- Set exercise -
Please copy the items starting with the line containing "Verify that every instance of the framed" and going on through the end of the items, keeping all text as it stands. Offset each x and y coordinate in the answers by adding 120.

[Entries from a pointing dataset]
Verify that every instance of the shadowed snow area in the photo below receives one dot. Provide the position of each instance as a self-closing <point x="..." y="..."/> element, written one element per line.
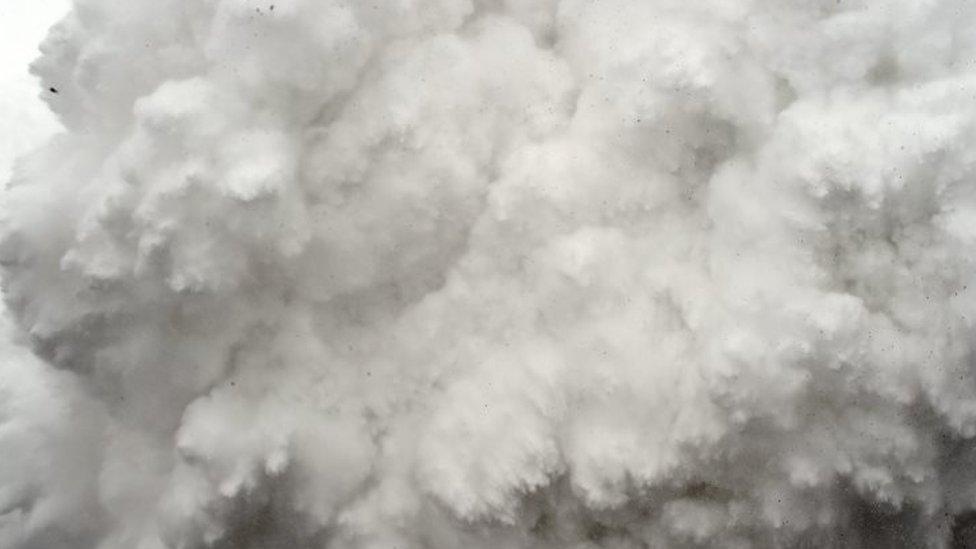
<point x="438" y="274"/>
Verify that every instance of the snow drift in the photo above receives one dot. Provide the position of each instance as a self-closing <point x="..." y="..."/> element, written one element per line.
<point x="495" y="273"/>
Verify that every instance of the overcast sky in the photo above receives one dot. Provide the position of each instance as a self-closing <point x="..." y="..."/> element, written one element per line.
<point x="26" y="120"/>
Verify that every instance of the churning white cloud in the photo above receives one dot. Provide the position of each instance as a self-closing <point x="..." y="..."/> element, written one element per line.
<point x="495" y="273"/>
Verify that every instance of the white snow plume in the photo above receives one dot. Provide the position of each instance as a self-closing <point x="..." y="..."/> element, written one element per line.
<point x="496" y="274"/>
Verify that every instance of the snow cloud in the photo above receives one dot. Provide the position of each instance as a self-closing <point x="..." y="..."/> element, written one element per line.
<point x="495" y="274"/>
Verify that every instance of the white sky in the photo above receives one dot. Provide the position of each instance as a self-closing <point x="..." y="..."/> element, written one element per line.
<point x="25" y="119"/>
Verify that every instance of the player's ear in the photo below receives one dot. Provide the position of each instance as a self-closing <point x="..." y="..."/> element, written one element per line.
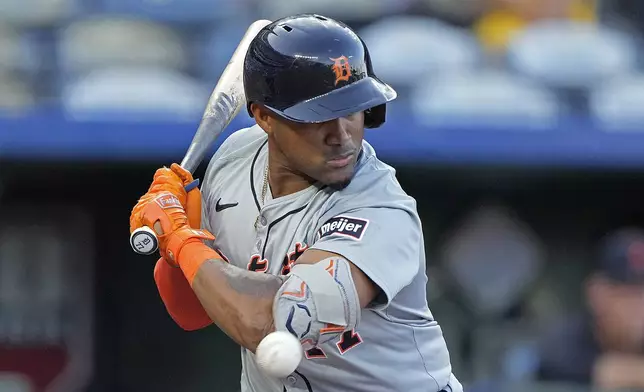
<point x="262" y="117"/>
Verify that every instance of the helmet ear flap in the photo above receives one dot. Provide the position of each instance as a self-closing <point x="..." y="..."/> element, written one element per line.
<point x="375" y="116"/>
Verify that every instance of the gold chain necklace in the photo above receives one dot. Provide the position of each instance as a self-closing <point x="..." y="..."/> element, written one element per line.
<point x="264" y="190"/>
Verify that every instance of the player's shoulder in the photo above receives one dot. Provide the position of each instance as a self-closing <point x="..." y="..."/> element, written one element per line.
<point x="374" y="185"/>
<point x="241" y="143"/>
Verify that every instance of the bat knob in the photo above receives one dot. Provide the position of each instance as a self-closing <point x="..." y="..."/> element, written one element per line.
<point x="144" y="241"/>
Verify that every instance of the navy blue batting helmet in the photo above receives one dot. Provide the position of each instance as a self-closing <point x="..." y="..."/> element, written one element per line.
<point x="309" y="68"/>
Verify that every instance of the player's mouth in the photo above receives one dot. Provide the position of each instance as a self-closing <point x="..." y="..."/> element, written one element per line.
<point x="340" y="161"/>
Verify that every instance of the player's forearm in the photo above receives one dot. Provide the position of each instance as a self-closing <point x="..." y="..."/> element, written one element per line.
<point x="240" y="302"/>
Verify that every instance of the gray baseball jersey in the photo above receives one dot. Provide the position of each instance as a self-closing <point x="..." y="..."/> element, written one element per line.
<point x="398" y="346"/>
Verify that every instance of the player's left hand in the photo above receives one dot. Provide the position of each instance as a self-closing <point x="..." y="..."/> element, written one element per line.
<point x="164" y="214"/>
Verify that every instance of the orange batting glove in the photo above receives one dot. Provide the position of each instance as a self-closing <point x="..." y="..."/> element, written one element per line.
<point x="175" y="291"/>
<point x="174" y="181"/>
<point x="166" y="216"/>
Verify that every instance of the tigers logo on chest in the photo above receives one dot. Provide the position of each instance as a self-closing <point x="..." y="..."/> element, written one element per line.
<point x="258" y="264"/>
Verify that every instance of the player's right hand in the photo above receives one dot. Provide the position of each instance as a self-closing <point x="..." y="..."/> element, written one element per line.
<point x="193" y="201"/>
<point x="172" y="180"/>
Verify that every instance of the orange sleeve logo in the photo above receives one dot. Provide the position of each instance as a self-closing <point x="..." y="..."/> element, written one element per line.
<point x="341" y="68"/>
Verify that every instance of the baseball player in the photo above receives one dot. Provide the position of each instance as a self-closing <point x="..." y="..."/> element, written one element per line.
<point x="302" y="228"/>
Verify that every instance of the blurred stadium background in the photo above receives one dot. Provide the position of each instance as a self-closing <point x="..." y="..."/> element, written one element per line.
<point x="518" y="128"/>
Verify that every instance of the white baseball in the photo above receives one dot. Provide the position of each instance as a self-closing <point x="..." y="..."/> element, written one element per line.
<point x="279" y="354"/>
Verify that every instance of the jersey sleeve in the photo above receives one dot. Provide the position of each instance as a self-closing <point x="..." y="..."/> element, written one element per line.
<point x="384" y="243"/>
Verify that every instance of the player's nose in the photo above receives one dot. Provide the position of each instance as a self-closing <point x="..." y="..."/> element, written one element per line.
<point x="338" y="132"/>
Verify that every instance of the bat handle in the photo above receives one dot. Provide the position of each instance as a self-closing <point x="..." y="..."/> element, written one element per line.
<point x="144" y="240"/>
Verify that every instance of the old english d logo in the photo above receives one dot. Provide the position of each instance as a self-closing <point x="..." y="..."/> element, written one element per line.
<point x="341" y="69"/>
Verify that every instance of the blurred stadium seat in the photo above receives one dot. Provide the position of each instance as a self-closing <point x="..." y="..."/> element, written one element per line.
<point x="491" y="239"/>
<point x="183" y="11"/>
<point x="484" y="97"/>
<point x="136" y="93"/>
<point x="34" y="13"/>
<point x="617" y="104"/>
<point x="337" y="9"/>
<point x="505" y="351"/>
<point x="17" y="52"/>
<point x="104" y="42"/>
<point x="12" y="382"/>
<point x="570" y="55"/>
<point x="16" y="95"/>
<point x="406" y="48"/>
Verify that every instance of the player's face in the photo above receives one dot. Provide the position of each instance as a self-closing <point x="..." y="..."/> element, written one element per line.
<point x="326" y="152"/>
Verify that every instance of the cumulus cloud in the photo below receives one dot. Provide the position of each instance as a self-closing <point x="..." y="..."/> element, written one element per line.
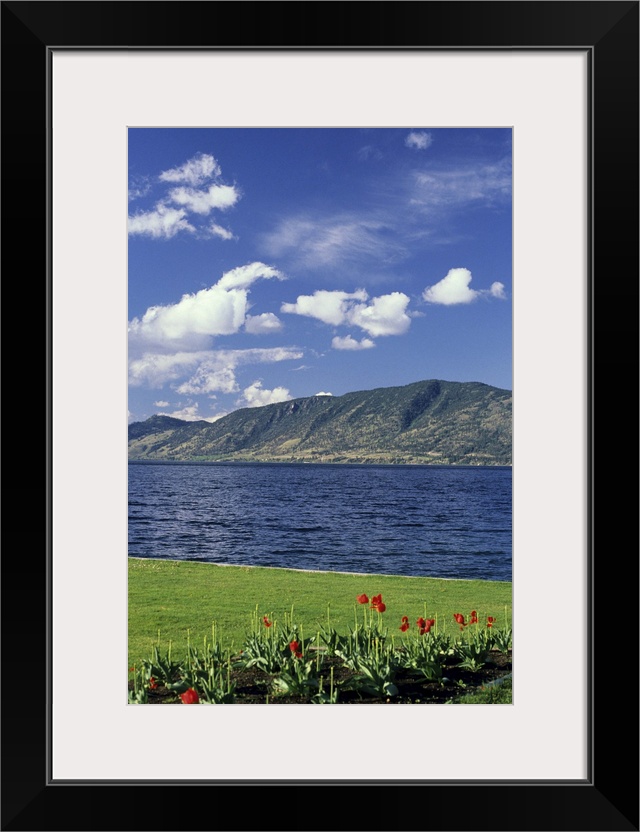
<point x="419" y="139"/>
<point x="202" y="202"/>
<point x="255" y="396"/>
<point x="196" y="318"/>
<point x="454" y="289"/>
<point x="161" y="222"/>
<point x="201" y="167"/>
<point x="243" y="276"/>
<point x="203" y="372"/>
<point x="383" y="315"/>
<point x="349" y="343"/>
<point x="262" y="324"/>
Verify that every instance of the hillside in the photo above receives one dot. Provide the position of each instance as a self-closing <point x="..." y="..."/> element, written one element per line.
<point x="437" y="422"/>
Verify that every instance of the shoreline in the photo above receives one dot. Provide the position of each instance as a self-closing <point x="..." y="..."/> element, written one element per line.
<point x="317" y="571"/>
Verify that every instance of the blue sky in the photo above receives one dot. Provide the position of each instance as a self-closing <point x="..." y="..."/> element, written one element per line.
<point x="270" y="264"/>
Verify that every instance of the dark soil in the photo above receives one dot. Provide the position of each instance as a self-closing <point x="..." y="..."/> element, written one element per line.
<point x="254" y="687"/>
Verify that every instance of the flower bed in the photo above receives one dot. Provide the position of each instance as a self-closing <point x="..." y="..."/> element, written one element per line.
<point x="420" y="663"/>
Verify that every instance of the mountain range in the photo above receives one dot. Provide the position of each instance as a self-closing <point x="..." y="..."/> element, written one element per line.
<point x="428" y="422"/>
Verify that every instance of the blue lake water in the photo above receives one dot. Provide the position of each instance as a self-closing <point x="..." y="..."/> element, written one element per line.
<point x="399" y="520"/>
<point x="388" y="519"/>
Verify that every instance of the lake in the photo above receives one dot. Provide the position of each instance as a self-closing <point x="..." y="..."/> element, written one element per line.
<point x="445" y="522"/>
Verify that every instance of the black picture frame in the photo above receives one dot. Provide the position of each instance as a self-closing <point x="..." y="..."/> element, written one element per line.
<point x="608" y="798"/>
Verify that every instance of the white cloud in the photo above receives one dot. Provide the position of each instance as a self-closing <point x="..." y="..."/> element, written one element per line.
<point x="243" y="276"/>
<point x="330" y="307"/>
<point x="385" y="315"/>
<point x="196" y="318"/>
<point x="162" y="222"/>
<point x="201" y="167"/>
<point x="441" y="189"/>
<point x="452" y="289"/>
<point x="321" y="243"/>
<point x="349" y="343"/>
<point x="215" y="372"/>
<point x="202" y="202"/>
<point x="190" y="323"/>
<point x="219" y="231"/>
<point x="262" y="324"/>
<point x="256" y="396"/>
<point x="419" y="139"/>
<point x="195" y="194"/>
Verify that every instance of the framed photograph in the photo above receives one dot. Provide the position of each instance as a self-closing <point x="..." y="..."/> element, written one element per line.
<point x="83" y="82"/>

- Finished exercise -
Verify that every instance of the framed photograph in the photo above receives one dot. Provide the position of each instance as a self-closing <point x="..." y="..."/> element, written one element per line.
<point x="203" y="202"/>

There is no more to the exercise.